Requirements:
A – Please decide whether each statement agrees with the text on CAC certificates, answering yes or no and quoting the words of the text that settle it: (i) Of the CAC certificates, only the Signature Certificate holds the Principal Name field. (ii) Unlocking the CAC places the private keys on the workstation. (iii) The CAC Reader is an ISO 7816 standard Smart Card Reader.
B – Name every Middleware product that the text on CAC certificates gives as typical.

Reading text:
:::::

The CAC certificates include each of these attributes, plus additional attributes that are needed for authentication such as Subject Alternative Name (SAN) and Enhanced Key Usage (EKU).
The Subject consists of the Distinguished Name (DN), which is the certificate owner's full name and X.509 structure. For the CAC, this is in the format:
Note: The CONTRACTOR designation only appears on the CACs of DoD Contractors.
There is little information to identify where the user belongs. It would be very desirable for the X.509 structure to include some type of information defining the user's organization.
Subject Alternative Name
On the CAC, the SAN field contains two fields. The first field is the email address of the user and the second is called the Principal Name (PN). The PN is an important field. This is the field that is used when the CAC is integrated into the Active Directory. The data in this field is in the format EDI/PI@mil.
The SAN field exists on two certificates on the CAC, the Signature Certificate and the Encryption Certificate. However, only the Signature Certificate contains the Principal Name field. CAC certificates are detailed in the CAC Certificate Section.
Enhanced Key Usage
The EKU field contains additional uses for a digital certificate. On the CAC, the certificate that is used for Active Directory Smart Card Logon contains this attribute with the Object Identifier (OID) for Smart Card Logon (126.96.36.199.4.1.3188.8.131.52). This field is different from the Key Usage (KU) field, which defines the primary purposes of the certificate and is backwards compatible with earlier versions of X.509.
The CAC provides two-factor authentication. To unlock the certificates on the CAC, the user must place the physical CAC in a reader and enter a Personal Identification Number (PIN). This unlocks the private keys stored on CAC. The private keys are never exported or placed on the workstation.
The CAC Reader is an International Standards Organization (ISO) 7816 standard Smart Card Reader. The user must place the CAC into the reader in order for the information on the card to be read. Drivers must be installed on the PC in order for the CAC to be read by another piece of software called Middleware.
The user interface to the CAC is the Middleware installed on the workstation. The Middleware prompts the user for the PIN, unlocks the CAC, and provides all communications between the Operating System and the CAC Reader. Typical Middleware is ActivCard Gold for CAC, Datakey Middleware for CAC, Netsign CAC, etc.
The communications between the CAC Middleware and the Windows Operating System (OS) occur through the Microsoft Certificate Application Programming Interface (CAPI). Using CAPI, the Middleware presents the certificates to the OS. Any applications that use the CAPI can access the certificates. Applications that do not use CAPI must interface directly with the Middleware Application Programming Interface (API). The Cisco VPN Client has the ability to use the CAPI.
Among other information, the CAC also contains the certificates needed to perform PKI functions. Three certificates are present on the CAC; each certificate provides separate functionality. Among the certificates, the only common identifier is the Subject field. This field contains an identical Distinguished Name on all three certificates.

:::::

Image boundary labeling items:

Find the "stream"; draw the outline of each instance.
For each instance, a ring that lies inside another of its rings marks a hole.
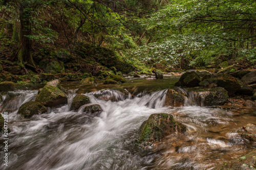
[[[37,90],[10,91],[3,95],[1,112],[8,112],[8,166],[1,169],[211,169],[256,148],[255,142],[237,137],[236,130],[255,124],[256,110],[194,106],[164,106],[165,93],[179,78],[130,79],[117,85],[62,84],[68,103],[48,113],[25,119],[17,114],[23,103],[34,101]],[[91,117],[70,110],[76,94],[84,94],[103,111]],[[102,99],[111,99],[106,101]],[[189,98],[188,100],[193,100]],[[138,147],[138,131],[153,113],[172,114],[187,132],[174,134],[151,150]],[[4,135],[0,138],[3,143]]]

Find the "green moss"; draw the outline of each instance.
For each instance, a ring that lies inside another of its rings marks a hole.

:::::

Results for each task:
A –
(i) Yes: "However, only the Signature Certificate contains the Principal Name field."
(ii) No: "The private keys are never exported or placed on the workstation."
(iii) Yes: "The CAC Reader is an International Standards Organization (ISO) 7816 standard Smart Card Reader."

B – ActivCard Gold for CAC, Datakey Middleware for CAC, Netsign CAC